- What you are asked to do -
Write the next part of the personal essay about the months after quitting a job, beginning right after its final sentence.

I wrote about quitting my job here. This is what happened after.
March: heads-down
The first full month of being all-in started about as glamorously as it sounds, which is to say not at all. I was back to the same rhythm as before, except now without a paycheck to soften the late nights.
Most of my focus was on Ghostwriter. When everything else in your life is uncertain, the thing your hands already know how to do becomes a kind of comfort, and the alternative was sitting with the uncertainty, which is not great company.
The harder thing was everything around the building. Learning distribution, building a personal brand, writing content, the whole apparatus that turns a product into something people actually see. I'd been thinking about distribution for a while as the part of building that nobody can easily copy, but thinking about it and doing it turn out to be very different sports. So I started posting more. I went to conferences and talks. I took a lot of coffee chats and sat in a lot of rooms where I clearly did not know what I was doing yet.
On the side I was also building smaller apps, partly to learn mobile, partly to mess around with new AI tools, and partly because my hands needed something to do. I didn't need any of them to become anything yet, I was just keeping the gears moving, even if the shape of where it was all headed wasn't visible.
March was mostly invisible work. Just a lot of gears turning slowly in the background, and a lot of conversations that didn't seem to lead anywhere. It was thrilling and lonely in roughly equal measure, which is to say exactly what I'd quit my job to do.
The cross-country trip
Five cities in nine days, and what was supposed to be a single trip to LA turned into something closer to a reset, though I didn't realize that's what was happening at the time.
The trip was never supposed to be a trip. A childhood mate was turning thirty in LA, and once I'd committed to that, the rest of it kind of compounded. If I was already flying out west I should swing through Kansas City to see my relatives, and then a conference came up in Boston, and then some of the friends I'd be seeing in LA asked if I wanted to drop by theirs in Dallas, and then another friend was passing through New York. By the time the dust settled I had a route that read like a Greyhound brochure: LA, Dallas, Kansas City, back to New York for a night, train up to Boston, train back. Nine days, five cities, thirty-plus hours in transit. I mostly booked the flights because I'd already said yes to people, and people were the one thing I'd been bad at lately.

- Extracted records -

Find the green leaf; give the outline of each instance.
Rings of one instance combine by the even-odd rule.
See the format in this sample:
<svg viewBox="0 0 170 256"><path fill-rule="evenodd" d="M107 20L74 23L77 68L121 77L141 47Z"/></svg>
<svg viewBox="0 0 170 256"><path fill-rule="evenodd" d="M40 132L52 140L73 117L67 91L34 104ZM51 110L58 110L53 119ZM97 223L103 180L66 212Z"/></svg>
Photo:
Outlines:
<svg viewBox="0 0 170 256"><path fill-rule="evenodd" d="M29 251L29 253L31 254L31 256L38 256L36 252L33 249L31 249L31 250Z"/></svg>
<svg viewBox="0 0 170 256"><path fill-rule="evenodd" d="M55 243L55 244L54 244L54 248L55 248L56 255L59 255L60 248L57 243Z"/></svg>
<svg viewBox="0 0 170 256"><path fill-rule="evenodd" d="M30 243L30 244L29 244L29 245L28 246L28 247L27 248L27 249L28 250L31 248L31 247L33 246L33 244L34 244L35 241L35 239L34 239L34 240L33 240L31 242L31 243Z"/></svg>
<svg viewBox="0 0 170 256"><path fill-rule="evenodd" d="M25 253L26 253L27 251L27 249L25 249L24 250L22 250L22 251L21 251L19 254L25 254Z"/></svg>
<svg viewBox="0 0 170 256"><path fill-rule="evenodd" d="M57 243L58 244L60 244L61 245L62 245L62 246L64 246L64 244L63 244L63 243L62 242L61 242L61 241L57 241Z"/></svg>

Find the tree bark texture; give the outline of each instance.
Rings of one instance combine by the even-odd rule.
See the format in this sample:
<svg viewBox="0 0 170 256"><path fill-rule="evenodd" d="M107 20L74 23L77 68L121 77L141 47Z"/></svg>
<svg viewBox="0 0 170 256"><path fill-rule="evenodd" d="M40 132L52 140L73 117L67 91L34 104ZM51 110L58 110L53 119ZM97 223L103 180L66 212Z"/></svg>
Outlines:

- Exercise answer -
I pulled an all-nighter before the first flight, because of course I did, and got to JFK to find the kind of TSA line you read about in the news during a crisis. Two hours in line at four in the morning, everyone cranky and visibly afraid they were about to miss their flights, some of them already having missed flights, all of them radiating the specific kind of airport anger that builds when nobody can do anything about it. A great start to the trip, all in all.
LA carried most of the weight. These are childhood friends, people who knew me and any of the various versions of myself I've been. We caught up the way you can only catch up in person, which doesn't happen on FaceTime no matter how many times you schedule it.
A few of these guys are running their own businesses now, and they're further down the road I've just started walking. I came home with notes on market research and ICPs and a few other founder-flavored topics I'd been avoiding because I'm a builder by instinct and the founder muscles still felt like a foreign language. But the bigger thing wasn't the notes, it was watching people I've known since we were kids navigate the same uncertainty I'd been white-knuckling alone, and noticing that they weren't really white-knuckling it. They were just doing it, which is, it turns out, the only way it actually gets done.
The thirty hours of transit gave me something I hadn't had in a while, which was time to just think, with nowhere to be and nothing to build, and what I noticed sitting (or standing in line at the airport) with my own thoughts was that I wasn't dreading them. I was, surprisingly, kind of okay. I came back to New York exhausted and somehow lighter than when I'd left.
Back in New York
Two weeks of focused work again, except this time it had a plan attached.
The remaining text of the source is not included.